▶ Records to use:
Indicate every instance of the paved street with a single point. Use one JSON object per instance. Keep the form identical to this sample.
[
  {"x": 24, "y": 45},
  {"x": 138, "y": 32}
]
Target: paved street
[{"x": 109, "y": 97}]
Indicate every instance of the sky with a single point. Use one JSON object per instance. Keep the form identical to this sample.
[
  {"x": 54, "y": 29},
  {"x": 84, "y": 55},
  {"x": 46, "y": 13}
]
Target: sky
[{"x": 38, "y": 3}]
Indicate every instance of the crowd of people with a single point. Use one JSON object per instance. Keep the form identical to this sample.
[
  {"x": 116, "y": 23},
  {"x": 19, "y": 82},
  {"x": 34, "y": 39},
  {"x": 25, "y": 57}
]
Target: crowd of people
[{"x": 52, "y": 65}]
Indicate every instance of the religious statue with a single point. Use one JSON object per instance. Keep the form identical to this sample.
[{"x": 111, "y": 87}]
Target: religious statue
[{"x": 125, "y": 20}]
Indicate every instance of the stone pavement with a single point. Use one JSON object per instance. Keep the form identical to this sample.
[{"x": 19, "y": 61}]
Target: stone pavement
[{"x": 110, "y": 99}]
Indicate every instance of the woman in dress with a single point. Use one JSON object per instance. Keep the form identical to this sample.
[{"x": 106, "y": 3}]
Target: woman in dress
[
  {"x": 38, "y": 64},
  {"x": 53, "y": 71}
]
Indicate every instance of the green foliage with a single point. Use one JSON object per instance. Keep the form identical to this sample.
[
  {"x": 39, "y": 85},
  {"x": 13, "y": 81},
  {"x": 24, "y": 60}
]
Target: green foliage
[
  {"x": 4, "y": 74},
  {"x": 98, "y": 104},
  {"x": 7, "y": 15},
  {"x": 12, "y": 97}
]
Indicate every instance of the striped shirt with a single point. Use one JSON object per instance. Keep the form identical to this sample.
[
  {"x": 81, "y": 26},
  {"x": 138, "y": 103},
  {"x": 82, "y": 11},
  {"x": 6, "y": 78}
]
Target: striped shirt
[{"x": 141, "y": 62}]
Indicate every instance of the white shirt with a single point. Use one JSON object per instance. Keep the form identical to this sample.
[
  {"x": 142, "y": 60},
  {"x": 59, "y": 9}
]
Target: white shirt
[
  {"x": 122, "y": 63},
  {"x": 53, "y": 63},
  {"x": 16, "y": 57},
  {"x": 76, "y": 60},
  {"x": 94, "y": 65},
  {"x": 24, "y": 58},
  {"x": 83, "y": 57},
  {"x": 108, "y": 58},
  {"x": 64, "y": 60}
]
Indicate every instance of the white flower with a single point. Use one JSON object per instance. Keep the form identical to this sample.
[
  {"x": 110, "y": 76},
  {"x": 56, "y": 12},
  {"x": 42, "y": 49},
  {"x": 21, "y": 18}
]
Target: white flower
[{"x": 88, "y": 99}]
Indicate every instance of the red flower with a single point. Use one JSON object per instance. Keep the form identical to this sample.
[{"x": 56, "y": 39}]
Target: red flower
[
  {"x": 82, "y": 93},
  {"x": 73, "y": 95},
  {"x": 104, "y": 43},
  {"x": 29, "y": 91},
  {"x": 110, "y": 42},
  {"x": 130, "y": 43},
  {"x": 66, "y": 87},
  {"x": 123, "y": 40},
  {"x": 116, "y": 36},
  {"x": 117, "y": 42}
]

▶ What you should do:
Copy each line of the records verbatim.

▶ Answer to this task:
Indicate every instance of the paved street with a single point. Use one JSON object per instance. Keep the form identical to this sample.
[
  {"x": 24, "y": 45},
  {"x": 138, "y": 32}
]
Target: paved street
[{"x": 109, "y": 97}]
Indicate every instance of the sky with a single point. Use one JSON object per instance. Keep the form identical to this sample.
[
  {"x": 54, "y": 29},
  {"x": 84, "y": 55},
  {"x": 46, "y": 13}
]
Target: sky
[{"x": 38, "y": 3}]
Indicate every instance of the crowd of people with a single point. Use one JSON object per instance. Keep the form identical to this sample.
[
  {"x": 116, "y": 23},
  {"x": 19, "y": 82},
  {"x": 34, "y": 39},
  {"x": 25, "y": 57}
]
Target: crowd of people
[{"x": 52, "y": 65}]
Indicate every instance of the religious statue with a single point. Use one JSON object per instance. Keep the form identical to this sample.
[{"x": 111, "y": 87}]
Target: religious statue
[{"x": 125, "y": 20}]
Indicate every instance of the stone pavement with a single point. Use one JSON object per instance. Keep the form identical to this sample.
[{"x": 19, "y": 61}]
Target: stone pavement
[{"x": 110, "y": 99}]
Indicate every instance of the woman in dress with a single point. Use one JSON object per instance. Keep the form identical to this sample.
[{"x": 106, "y": 3}]
Target: woman in dress
[
  {"x": 38, "y": 64},
  {"x": 53, "y": 71}
]
Indicate every instance of the green foliage with a single point. Use one JSON object per instance. Keep the form identical to this sample.
[
  {"x": 39, "y": 85},
  {"x": 13, "y": 81},
  {"x": 24, "y": 60}
]
Target: green foliage
[
  {"x": 4, "y": 74},
  {"x": 98, "y": 104},
  {"x": 7, "y": 15},
  {"x": 12, "y": 97}
]
Indicate every instance of the striped shirt with a single point. Use one JSON object per instance. Keep the form identical to this sample.
[
  {"x": 81, "y": 26},
  {"x": 138, "y": 103},
  {"x": 82, "y": 11},
  {"x": 6, "y": 78}
]
Target: striped shirt
[{"x": 141, "y": 62}]
Indicate every instance of the white shirt with a single point. Use one JSON object per instance. Keep the form identical to this sample.
[
  {"x": 142, "y": 60},
  {"x": 59, "y": 9}
]
Target: white shirt
[
  {"x": 122, "y": 63},
  {"x": 53, "y": 63},
  {"x": 16, "y": 57},
  {"x": 76, "y": 60},
  {"x": 94, "y": 65},
  {"x": 24, "y": 58},
  {"x": 83, "y": 57},
  {"x": 108, "y": 58},
  {"x": 64, "y": 60}
]
Indicate every instance of the white flower with a single point. Use one JSON object per instance. Keep the form identical to this sample.
[
  {"x": 110, "y": 76},
  {"x": 56, "y": 12},
  {"x": 42, "y": 49},
  {"x": 21, "y": 18}
]
Target: white flower
[{"x": 88, "y": 99}]
Indicate every instance of the red flower with a single point. Use one JSON object per instance. Keep the form identical to this sample.
[{"x": 56, "y": 39}]
Target: red flower
[
  {"x": 82, "y": 93},
  {"x": 73, "y": 95},
  {"x": 104, "y": 43},
  {"x": 29, "y": 91},
  {"x": 110, "y": 42},
  {"x": 130, "y": 43},
  {"x": 66, "y": 87},
  {"x": 123, "y": 40},
  {"x": 116, "y": 36},
  {"x": 117, "y": 42}
]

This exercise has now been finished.